§ **访谈节选**:
<<<<

黄子平:我不觉得有这种情况存在。当时几代批评家“态度的同一性”至今为人津津乐道。我的老师辈、文学编辑们乃至文学机构的领导们,他们提携新人的热忱,他们保护后辈的担当,他们在“过渡期”批评环境中政治智慧的启迪,我都将永远铭感五内。当然也有个别人想“一马争先”,想要横空出世,“从我做起,从现在做起”,当时和后来就一直是人们嘲讽的对象。我想由于特殊的历史的“压缩作用”,几代人同时起步,你所说的情况至少在当时的批评界还来不及发生。
三 重写革命历史与边缘阅读
徐勇:在那本享有盛名的《“灰阑”中的叙述》中,您通过重新审视革命历史、文学叙述和社会实践之间的复杂关系,为我们重新认识叙述和现实的关系提供了新的可能和契机,但这种形式实践是否也带有重新审视革命历史的味道?
黄子平:那本书说得很清楚,我给自己规定的任务是:不讨论“历史”本身,只讨论对“历史”的叙述,尤其是用小说这种形式对“历史”的叙述。“历史”是叙述出来的,其中语言、形式、神话所起的作用是关键。我现在的反省是,光是阅读小说文本是不够的,太拘泥于我自己的专业训练,反而带来很多束缚。应当把阅读扩展到传记、报道、史学著作等广泛的文本。但我的精力和能力不够。当然,意识到研究的边界和局限是好的。至于大大咧咧的要来“重新审视”历史,哪敢呐?
徐勇:在很多研究者看来,您那本《“灰阑”中的叙述》应被当做重写文学史的重要成果来举例,您当时写作这部专著的时候,是否也有这种明显的意识?而如果从“一切历史都是当代史”的角度看的话,历史总是被不断地重写乃至重重寫,“重写”是历史叙述的内在属性,从这个角度看的话,“重写文学史”这一思潮只是八十年代文化实践的一部分,您在写那本书时是否也带有那个时代的印记?您这一通过对革命叙述的重新“阅读”,是否也带有在学术上告别革命的味道?

>>>>

§ **数据条目**:
<<<<

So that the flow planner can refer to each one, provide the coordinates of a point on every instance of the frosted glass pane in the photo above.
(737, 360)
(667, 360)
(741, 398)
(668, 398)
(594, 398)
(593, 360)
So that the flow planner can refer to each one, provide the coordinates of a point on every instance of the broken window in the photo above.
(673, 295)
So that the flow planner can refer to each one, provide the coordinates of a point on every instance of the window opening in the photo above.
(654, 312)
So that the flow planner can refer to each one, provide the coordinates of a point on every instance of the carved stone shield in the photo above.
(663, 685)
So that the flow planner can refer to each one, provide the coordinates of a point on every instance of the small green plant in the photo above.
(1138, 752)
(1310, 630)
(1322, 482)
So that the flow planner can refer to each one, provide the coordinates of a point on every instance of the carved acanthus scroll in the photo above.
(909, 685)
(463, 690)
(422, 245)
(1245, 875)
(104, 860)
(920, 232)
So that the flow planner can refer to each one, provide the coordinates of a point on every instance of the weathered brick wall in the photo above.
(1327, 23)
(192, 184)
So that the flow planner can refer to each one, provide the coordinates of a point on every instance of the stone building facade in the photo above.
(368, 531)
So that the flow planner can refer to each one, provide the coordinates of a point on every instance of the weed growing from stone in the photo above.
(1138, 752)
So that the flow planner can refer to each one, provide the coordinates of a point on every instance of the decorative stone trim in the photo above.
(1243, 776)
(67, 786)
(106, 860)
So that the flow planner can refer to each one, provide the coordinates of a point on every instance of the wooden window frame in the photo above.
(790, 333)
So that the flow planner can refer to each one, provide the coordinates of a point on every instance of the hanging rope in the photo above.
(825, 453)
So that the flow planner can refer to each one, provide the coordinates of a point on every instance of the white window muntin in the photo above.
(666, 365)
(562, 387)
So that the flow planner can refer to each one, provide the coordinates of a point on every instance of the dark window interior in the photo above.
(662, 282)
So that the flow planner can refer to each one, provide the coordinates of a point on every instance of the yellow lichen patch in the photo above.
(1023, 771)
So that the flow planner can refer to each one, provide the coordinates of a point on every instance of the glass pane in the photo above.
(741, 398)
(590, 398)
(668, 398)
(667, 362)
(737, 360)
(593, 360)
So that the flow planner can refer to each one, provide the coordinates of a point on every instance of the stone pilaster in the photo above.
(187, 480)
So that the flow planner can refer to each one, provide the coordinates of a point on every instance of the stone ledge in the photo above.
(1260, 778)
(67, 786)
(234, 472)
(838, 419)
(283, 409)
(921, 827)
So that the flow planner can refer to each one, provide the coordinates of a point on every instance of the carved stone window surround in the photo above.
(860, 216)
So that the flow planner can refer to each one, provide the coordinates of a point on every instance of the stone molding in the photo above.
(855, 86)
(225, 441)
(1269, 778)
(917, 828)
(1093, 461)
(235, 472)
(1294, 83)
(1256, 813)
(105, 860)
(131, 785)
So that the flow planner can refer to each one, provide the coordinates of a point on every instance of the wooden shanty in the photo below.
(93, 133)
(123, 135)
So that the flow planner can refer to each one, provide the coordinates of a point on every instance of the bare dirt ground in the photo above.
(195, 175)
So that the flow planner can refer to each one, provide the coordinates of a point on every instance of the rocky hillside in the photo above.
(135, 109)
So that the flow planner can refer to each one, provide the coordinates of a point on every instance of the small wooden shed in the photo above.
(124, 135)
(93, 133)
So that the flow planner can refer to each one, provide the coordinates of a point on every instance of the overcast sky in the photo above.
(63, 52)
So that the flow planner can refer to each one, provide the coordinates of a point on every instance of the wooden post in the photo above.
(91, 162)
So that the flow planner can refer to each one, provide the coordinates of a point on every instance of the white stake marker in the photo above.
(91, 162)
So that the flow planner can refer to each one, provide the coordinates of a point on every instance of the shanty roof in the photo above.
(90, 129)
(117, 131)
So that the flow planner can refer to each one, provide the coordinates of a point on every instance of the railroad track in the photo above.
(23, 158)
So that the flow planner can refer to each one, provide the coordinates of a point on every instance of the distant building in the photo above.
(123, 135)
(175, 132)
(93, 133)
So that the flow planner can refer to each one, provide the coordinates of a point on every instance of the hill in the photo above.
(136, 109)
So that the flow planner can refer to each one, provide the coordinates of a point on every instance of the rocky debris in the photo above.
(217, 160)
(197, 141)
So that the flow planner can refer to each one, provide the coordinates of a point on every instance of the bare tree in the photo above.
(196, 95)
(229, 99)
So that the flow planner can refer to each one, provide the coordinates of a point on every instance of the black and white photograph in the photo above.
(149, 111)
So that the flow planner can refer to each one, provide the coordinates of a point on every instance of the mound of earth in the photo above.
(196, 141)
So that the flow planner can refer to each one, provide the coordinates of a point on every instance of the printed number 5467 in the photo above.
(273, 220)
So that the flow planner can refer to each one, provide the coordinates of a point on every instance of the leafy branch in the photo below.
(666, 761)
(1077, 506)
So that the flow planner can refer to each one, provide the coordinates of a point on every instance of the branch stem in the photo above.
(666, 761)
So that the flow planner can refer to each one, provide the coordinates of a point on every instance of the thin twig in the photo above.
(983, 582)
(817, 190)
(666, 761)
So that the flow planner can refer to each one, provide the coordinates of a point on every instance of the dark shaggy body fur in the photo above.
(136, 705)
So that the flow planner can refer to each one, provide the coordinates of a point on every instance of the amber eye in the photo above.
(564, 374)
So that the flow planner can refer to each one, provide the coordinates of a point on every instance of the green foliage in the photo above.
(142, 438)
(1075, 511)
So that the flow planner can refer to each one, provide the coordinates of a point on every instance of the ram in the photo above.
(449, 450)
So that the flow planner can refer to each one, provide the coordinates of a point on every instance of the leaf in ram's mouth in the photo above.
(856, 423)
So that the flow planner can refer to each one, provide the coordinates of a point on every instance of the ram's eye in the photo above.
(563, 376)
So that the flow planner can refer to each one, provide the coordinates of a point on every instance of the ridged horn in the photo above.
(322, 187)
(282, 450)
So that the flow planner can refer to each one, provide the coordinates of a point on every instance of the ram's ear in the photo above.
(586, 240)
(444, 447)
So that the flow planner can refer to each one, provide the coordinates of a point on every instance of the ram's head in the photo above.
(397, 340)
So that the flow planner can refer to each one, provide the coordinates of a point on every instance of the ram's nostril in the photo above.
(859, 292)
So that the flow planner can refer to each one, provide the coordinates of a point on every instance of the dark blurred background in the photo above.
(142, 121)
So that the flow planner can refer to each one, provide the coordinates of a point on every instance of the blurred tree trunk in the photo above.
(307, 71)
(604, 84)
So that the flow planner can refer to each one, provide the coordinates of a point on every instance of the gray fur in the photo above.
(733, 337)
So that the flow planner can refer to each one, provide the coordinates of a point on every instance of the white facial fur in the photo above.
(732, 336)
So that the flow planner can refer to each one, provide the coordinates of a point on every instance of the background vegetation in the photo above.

>>>>

§ **待完成任务**:
1. 请逐字照录访谈节选中从“徐勇:在很多研究者看来,您那”起、至“带有在学术上告别革命的味道?”止(含该处)的文字。
2. 依据访谈节选,逐条判断下列陈述是否与原文相符,答“是”或“否”,并原样引用起决定作用的原文语句:(a) 黄子平在《“灰阑”中的叙述》里给自己规定的任务是讨论“历史”本身;(b) 黄子平认为应当把阅读扩展到传记、报道、史学著作等文本;(c) 黄子平表示自己有足够的精力和能力去做这种扩展阅读。
以上数据是与访谈节选相互独立的另一份材料。

§ **各题答案**:
1.
徐勇:在很多研究者看来,您那本《“灰阑”中的叙述》应被当做重写文学史的重要成果来举例,您当时写作这部专著的时候,是否也有这种明显的意识?而如果从“一切历史都是当代史”的角度看的话,历史总是被不断地重写乃至重重寫,“重写”是历史叙述的内在属性,从这个角度看的话,“重写文学史”这一思潮只是八十年代文化实践的一部分,您在写那本书时是否也带有那个时代的印记?您这一通过对革命叙述的重新“阅读”,是否也带有在学术上告别革命的味道?

2.
(a) 否:“我给自己规定的任务是:不讨论“历史”本身,只讨论对“历史”的叙述”
(b) 是:“应当把阅读扩展到传记、报道、史学著作等广泛的文本。”
(c) 否:“但我的精力和能力不够。”